→ TEXT EXCERPT
======
# Which Giant is Comparable to Trek Madone 4.5



## GT5050

Hi! I am primarily a mountain biker, but am considering a new road bike to replace my 2008 OCR which is great but a tad big. I ride a Giant mtb and in general like their bikes as the value seems pretty good across the board.

I just ran into a deal where I can get a 2013 Trek Madone 4.5 for just shy of $2k US, regular is 2650. Component wise it sits between the TCR Composite 1&2. However, apples to apples, is Trek's Madone 4 series comparable to Giant's TCR Composite or Advanced? 

MSRP wise it seems more like Giant's advanced, but I'm not familiar with the various grades of carbon and whatnot. Also considering a Defy as well...


----------



## Cannot

Not familiar with Trek 400 Series OCLV Carbon, but I know Giant uses:

Composite: Toray T-600
Advanced: Toray T-700
Advanced SL: Toray T-800


----------



## oisiaa

I'd recommend looking at the TCR SL1 $2,225 is MSRP, you can probably find it for $2,000. Better yet, go for the 2013 model which I feel has a better (lack of) paint job. It is an aluminum frame, but absolutely stunning to look at. This build is full Ultegra with pretty good wheels. 

TCR SLR 1 (2014) - Bikes | Giant Bicycles | United States

The 2013 version: TCR SL 1 (2013) - Bikes | Giant Bicycles | United States

Edit: I know a guy who has one and he loves it. When he first got it he complained about how harsh the ride is, but he has since gotten used to it.


----------



## odearja

I was talking to a buddy a few days ago about this almost exact issue and he said that trek is giving their bikes away for a reason right now. 
However I was looking at the Domane 4.5 vs the Defy Comp 2. 
I am sticking with Giant for now.


----------



## cobra5514

odearja said:


> I was talking to a buddy a few days ago about this almost exact issue and he said that trek is giving their bikes away for a reason right now.
> However I was looking at the Domane 4.5 vs the Defy Comp 2.
> I am sticking with Giant for now.


Do you think Trek is going to do a redesign of the Madone?


----------



## odearja

cobra5514 said:


> Do you think Trek is going to do a redesign of the Madone?


I would be the wrong guy to ask, but that is what makes the most business sense. Either a complete redesign or a liquidation which I find to be very unlikely.


----------



## darwinosx

odearja said:


> I would be the wrong guy to ask, but that is what makes the most business sense. Either a complete redesign or a liquidation which I find to be very unlikely.



Giant makes most of Trek's bikes.
======
Items from a dataset:

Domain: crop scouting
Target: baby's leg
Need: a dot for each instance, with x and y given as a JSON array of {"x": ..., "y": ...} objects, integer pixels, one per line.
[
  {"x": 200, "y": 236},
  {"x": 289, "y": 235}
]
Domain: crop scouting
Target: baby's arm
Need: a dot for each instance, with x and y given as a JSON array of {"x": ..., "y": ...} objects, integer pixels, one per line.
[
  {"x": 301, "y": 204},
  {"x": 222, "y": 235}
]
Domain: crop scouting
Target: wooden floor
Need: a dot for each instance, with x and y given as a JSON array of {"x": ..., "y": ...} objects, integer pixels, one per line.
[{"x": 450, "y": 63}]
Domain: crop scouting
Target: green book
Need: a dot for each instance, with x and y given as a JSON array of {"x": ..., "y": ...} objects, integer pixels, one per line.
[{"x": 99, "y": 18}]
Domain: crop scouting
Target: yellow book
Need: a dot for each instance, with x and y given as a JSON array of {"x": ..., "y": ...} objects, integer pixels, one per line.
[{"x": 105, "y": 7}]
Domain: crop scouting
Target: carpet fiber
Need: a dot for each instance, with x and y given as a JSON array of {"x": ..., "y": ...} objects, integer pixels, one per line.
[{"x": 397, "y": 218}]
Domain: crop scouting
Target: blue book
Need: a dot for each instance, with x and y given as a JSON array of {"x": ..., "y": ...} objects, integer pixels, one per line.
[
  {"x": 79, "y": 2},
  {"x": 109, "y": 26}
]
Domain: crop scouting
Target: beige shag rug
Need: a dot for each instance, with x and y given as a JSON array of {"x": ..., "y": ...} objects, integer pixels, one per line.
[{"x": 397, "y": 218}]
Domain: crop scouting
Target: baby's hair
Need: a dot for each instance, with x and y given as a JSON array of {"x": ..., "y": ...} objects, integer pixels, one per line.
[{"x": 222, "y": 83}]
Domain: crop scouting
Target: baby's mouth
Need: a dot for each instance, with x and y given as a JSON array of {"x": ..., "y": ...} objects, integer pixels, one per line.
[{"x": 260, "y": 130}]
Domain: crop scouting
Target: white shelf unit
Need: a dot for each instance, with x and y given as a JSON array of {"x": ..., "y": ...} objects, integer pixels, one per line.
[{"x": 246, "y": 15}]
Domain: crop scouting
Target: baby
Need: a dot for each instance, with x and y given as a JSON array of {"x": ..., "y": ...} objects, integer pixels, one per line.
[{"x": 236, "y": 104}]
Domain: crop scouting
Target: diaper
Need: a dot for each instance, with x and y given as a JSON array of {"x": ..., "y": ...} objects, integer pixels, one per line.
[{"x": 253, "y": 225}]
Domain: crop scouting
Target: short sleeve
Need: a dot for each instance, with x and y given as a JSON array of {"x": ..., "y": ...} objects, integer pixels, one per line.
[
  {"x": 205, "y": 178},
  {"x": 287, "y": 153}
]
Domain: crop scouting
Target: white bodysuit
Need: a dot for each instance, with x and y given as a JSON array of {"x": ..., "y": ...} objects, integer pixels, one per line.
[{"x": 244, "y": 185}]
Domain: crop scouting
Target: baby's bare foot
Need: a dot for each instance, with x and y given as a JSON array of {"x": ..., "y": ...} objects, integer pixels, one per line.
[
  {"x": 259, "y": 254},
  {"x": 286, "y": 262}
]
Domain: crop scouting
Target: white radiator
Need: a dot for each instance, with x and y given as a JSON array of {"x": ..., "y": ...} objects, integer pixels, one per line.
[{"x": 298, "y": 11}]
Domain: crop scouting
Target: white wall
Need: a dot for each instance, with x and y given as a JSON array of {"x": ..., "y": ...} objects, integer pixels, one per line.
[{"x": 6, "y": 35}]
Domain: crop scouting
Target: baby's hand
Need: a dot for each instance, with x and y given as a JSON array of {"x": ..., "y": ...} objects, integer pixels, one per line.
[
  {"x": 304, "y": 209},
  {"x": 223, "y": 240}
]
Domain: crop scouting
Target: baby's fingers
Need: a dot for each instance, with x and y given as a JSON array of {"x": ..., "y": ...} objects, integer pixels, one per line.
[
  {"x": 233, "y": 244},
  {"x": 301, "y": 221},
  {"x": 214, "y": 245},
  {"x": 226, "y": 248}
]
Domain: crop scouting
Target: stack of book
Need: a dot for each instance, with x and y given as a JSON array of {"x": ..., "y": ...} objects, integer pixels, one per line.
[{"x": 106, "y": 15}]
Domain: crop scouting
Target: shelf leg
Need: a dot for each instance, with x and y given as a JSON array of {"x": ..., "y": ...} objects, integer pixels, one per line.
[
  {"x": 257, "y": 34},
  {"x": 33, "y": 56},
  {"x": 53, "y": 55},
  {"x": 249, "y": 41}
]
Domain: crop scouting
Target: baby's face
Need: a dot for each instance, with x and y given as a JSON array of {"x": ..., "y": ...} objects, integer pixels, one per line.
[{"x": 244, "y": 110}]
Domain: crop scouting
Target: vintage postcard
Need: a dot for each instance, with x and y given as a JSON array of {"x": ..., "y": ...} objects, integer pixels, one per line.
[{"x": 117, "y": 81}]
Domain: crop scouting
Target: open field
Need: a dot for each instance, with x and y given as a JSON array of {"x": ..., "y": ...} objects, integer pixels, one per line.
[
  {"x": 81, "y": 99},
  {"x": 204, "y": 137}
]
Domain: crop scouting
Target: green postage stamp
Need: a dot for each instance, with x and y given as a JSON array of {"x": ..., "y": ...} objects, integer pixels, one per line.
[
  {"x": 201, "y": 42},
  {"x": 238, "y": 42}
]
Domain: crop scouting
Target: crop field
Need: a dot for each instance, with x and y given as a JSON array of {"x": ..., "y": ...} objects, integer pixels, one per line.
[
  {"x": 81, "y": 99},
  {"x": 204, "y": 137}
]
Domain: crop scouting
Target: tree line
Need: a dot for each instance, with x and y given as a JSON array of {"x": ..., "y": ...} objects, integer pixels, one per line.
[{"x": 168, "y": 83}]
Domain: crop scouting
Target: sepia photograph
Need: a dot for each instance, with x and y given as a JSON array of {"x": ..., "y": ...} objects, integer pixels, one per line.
======
→ WRITTEN REQUEST
From the bike forum thread above, output the passage starting at "# Which Giant" and ending at "Defy as well...", copied word for word.

→ TASK OUTPUT
# Which Giant is Comparable to Trek Madone 4.5



## GT5050

Hi! I am primarily a mountain biker, but am considering a new road bike to replace my 2008 OCR which is great but a tad big. I ride a Giant mtb and in general like their bikes as the value seems pretty good across the board.

I just ran into a deal where I can get a 2013 Trek Madone 4.5 for just shy of $2k US, regular is 2650. Component wise it sits between the TCR Composite 1&2. However, apples to apples, is Trek's Madone 4 series comparable to Giant's TCR Composite or Advanced? 

MSRP wise it seems more like Giant's advanced, but I'm not familiar with the various grades of carbon and whatnot. Also considering a Defy as well...